Polecenia:
**A.** Kiedy opublikowano wywiad o wzroście biznesu Oponeo.pl?
**B.** Dopisz dalszy ciąg wywiadu o wzroście biznesu Oponeo.pl, zaczynając zaraz po ostatnim zdaniu.

Stawiamy na wzrost biznesu

Dariusz Topolewski, z prezesem i akcjonariuszem Oponeo.pl rozmawia Jacek Mysior.

Publikacja: 11.05.2018 05:04

Dariusz Topolewski, prezes i akcjonariusz Oponeo.pl.

Dariusz Topolewski, prezes i akcjonariusz Oponeo.pl.

Foto: Archiwum

W ostatnich latach mogliście się wykazać efektownym, dwucyfrowym tempem wzrostu. Czy utrzymacie wysoką dynamikę sprzedaży w tym roku?

Dostarczone informacje:
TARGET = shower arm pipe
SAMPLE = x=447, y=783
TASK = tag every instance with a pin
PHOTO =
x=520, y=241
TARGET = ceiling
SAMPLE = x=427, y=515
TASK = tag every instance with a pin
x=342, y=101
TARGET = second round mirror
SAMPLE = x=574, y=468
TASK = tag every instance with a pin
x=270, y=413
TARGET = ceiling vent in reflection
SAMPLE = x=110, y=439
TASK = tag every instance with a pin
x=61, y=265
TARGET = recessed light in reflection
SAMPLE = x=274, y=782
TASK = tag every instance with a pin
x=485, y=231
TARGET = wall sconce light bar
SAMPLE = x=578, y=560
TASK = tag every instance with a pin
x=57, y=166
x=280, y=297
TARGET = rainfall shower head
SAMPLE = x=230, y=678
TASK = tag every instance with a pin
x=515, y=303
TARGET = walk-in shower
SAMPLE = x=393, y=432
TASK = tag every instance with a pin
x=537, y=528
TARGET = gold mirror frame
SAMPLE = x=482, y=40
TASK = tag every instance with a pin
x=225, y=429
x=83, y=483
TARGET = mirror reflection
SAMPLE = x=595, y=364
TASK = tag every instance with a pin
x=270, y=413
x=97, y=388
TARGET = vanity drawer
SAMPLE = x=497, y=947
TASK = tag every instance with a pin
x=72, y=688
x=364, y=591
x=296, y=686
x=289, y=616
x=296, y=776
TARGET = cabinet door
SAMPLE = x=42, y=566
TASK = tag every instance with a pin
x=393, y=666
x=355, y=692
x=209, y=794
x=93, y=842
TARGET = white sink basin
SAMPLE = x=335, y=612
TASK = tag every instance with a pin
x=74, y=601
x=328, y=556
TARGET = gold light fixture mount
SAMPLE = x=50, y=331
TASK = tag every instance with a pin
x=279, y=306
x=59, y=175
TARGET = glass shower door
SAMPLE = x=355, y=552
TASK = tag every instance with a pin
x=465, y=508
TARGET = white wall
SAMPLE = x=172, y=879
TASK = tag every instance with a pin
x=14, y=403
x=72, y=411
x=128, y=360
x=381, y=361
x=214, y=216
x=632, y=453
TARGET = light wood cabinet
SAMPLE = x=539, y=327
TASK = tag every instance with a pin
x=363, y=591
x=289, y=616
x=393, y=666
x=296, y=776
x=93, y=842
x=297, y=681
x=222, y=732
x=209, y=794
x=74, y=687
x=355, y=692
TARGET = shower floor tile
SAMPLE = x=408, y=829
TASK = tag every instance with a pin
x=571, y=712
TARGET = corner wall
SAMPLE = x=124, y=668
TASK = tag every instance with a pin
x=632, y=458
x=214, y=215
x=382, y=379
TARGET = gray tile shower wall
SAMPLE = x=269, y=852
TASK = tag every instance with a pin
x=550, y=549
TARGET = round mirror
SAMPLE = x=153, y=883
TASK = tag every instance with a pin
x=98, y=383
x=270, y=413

Wyniki po kolei:
**A.** 11.05.2018 o godzinie 05:04.

**B.**
Głównym motorem wzrostu Oponeo będzie wzrost znaczenia kanału e-commerce w sprzedaży opon w Europie. Potencjał do wzrostu jest tutaj spory. Warto zauważyć, że w Polsce od 25–27 proc. opon kupowanych jest przez internet, podczas gdy w Czechach jest to 40–45 proc. Nie bez znaczenia jest też korzystna koniunktura na rynku oponiarskim. Rynek krajowy w 2017 r. wzrósł o ponad 6 proc., a my mamy już znaczący kawałek tego rynku. W tym roku w kraju wzrost może być nieco wolniejszy. Głównym czynnikiem, który napędza lokalny rynek, jest rosnący import używanych samochodów. Jak dotąd nic też nie wskazuje, żeby koniunktura za granicą miała się pogorszyć w tym roku. Dlatego zakładamy, że w 2018 r. utrzymamy dwucyfrową dynamikę wzrostu. Jesteśmy w stanie w tym roku urosnąć w tempie przynajmniej 20 proc. Oceniam, że przez dwa, trzy lata będziemy w stanie utrzymywać dotychczasowe tempo wzrostu.

Czy w grę wchodzą nowe rynki, czy rozwój na dotychczasowych?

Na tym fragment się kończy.